* TRAVAIL À RÉALISER
Reprenez le texte sur les élections américaines de mi-mandat à partir des mots "Bataille serrée entre" jusqu'après "de ces élections ?", en changeant "électeurs" en "votants".

* EXTRAIT DU DOCUMENT
Bataille serrée entre les démocrates et les républicains. Mardi 8 novembre, les électeurs américains ont été appelés aux urnes pour les élections de mi-mandat. Ils ont eu à voter pour le renouvellement de l'ensemble de la Chambre des représentants, d'un tiers du Sénat, d'une série de postes d'élus locaux ; ils ont également eu à se prononcer sur des référendums. Les résultats commencent à tomber ce 9 novembre. Pas de vague rouge, mais une lutte acharnée entre les deux camps. Il faudra encore attendre de longues heures, voir plusieurs jours, avant la proclamation des résultats définitifs. Que peut-on déjà retenir de ces élections ?

Pas de vague rouge

Les républicains devancent les démocrates d'une courte tête à la Chambre des représentants, avec 199 sièges contre 172. Suspens au Sénat : républicains et démocrates sont à égalité. Mais les bulletins ne sont pas encore tous dépouillés. C'est déjà une première victoire des démocrates, et un sérieux revers pour Donald Trump, ex-président omniprésent dans les derniers temps de cette campagne, en course à peine masquée pour un nouveau mandat présidentiel. Il n'y a pas de vague rouge sur l'Amérique. Les républicains semblent cependant bien partis pour être majoritaires à la Chambre des représentants, et compliquer la tâche de Joe Biden. Ils pourraient bloquer des projets de loi et peser sur la politique internationale du chef de l'État pour les deux années restantes.

* EXTRAIT DE DONNÉES

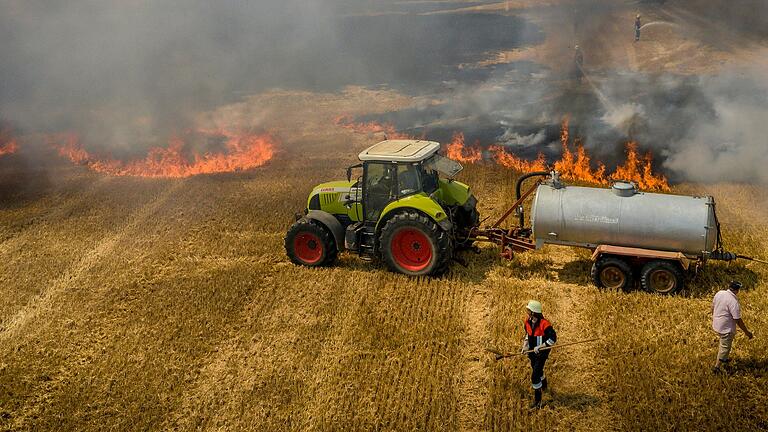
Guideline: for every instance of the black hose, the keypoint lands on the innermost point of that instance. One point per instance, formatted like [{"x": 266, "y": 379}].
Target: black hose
[{"x": 519, "y": 185}]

* RÉSULTAT CI-DESSOUS
Bataille serrée entre les démocrates et les républicains. Mardi 8 novembre, les votants américains ont été appelés aux urnes pour les élections de mi-mandat. Ils ont eu à voter pour le renouvellement de l'ensemble de la Chambre des représentants, d'un tiers du Sénat, d'une série de postes d'élus locaux ; ils ont également eu à se prononcer sur des référendums. Les résultats commencent à tomber ce 9 novembre. Pas de vague rouge, mais une lutte acharnée entre les deux camps. Il faudra encore attendre de longues heures, voir plusieurs jours, avant la proclamation des résultats définitifs. Que peut-on déjà retenir de ces élections ?